▸ STORED RECORDS:
------------------------------------------------------------

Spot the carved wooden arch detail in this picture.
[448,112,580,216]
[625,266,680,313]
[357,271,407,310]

------------------------------------------------------------

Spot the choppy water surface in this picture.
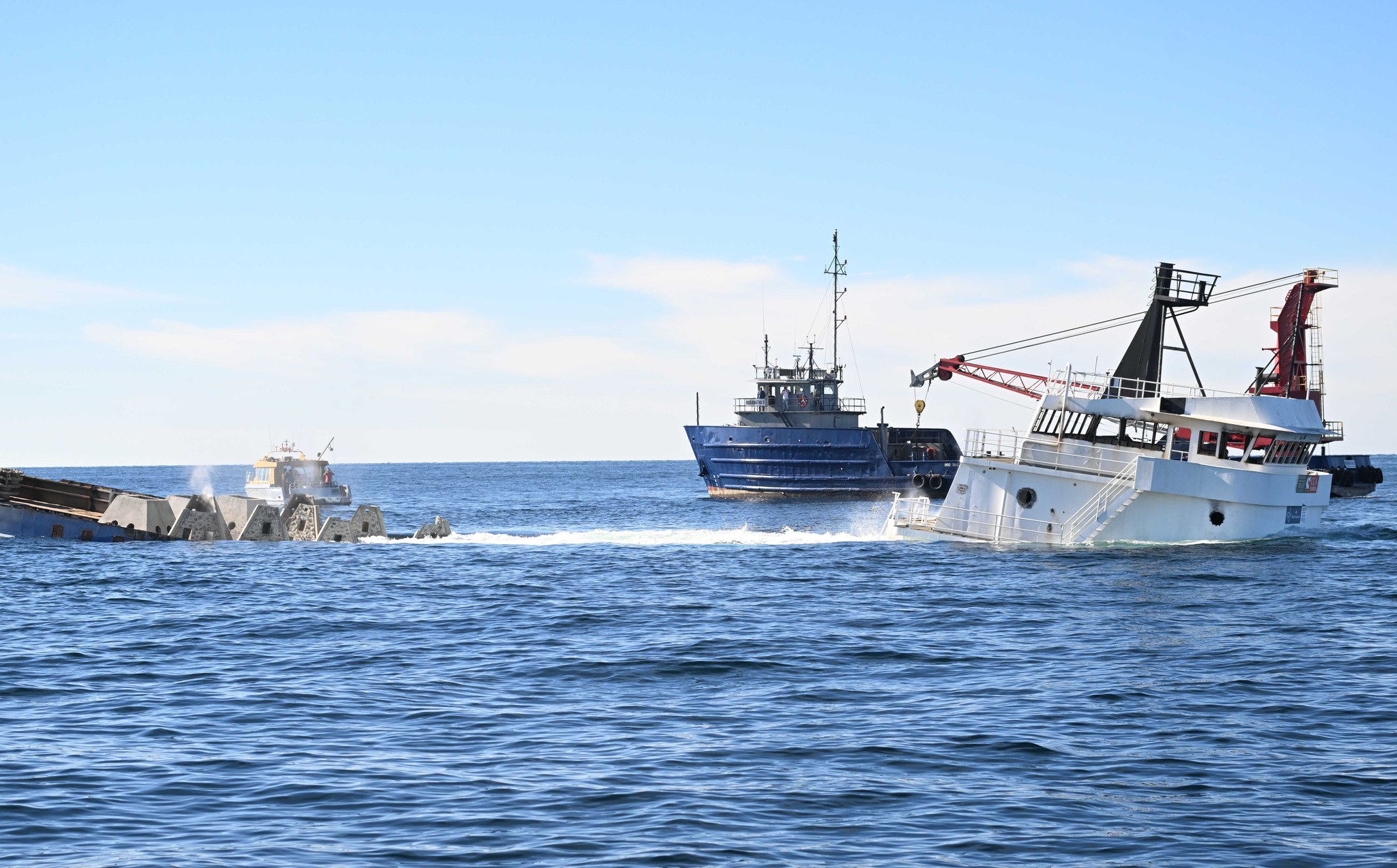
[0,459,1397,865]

------------------------------------------------------------

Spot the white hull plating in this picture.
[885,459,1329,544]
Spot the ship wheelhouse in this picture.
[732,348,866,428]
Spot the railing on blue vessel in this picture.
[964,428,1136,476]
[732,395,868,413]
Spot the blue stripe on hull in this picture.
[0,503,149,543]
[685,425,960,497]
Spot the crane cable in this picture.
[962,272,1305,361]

------------------------------------------------------------

▸ STATED EXERCISE: Render the part of the material that opens with the line containing "Spot the carved" and closes with the line containing "[357,271,407,310]", both included, as a Markdown table with columns named Row and Line, giving each line a row number and leaving out blank lines. Include only those lines.

▸ RESULT FOR THIS EXERCISE:
| Row | Line |
|---|---|
| 1 | Spot the carved wooden arch detail in this picture. |
| 2 | [448,112,580,216] |
| 3 | [625,266,680,313] |
| 4 | [357,271,407,310] |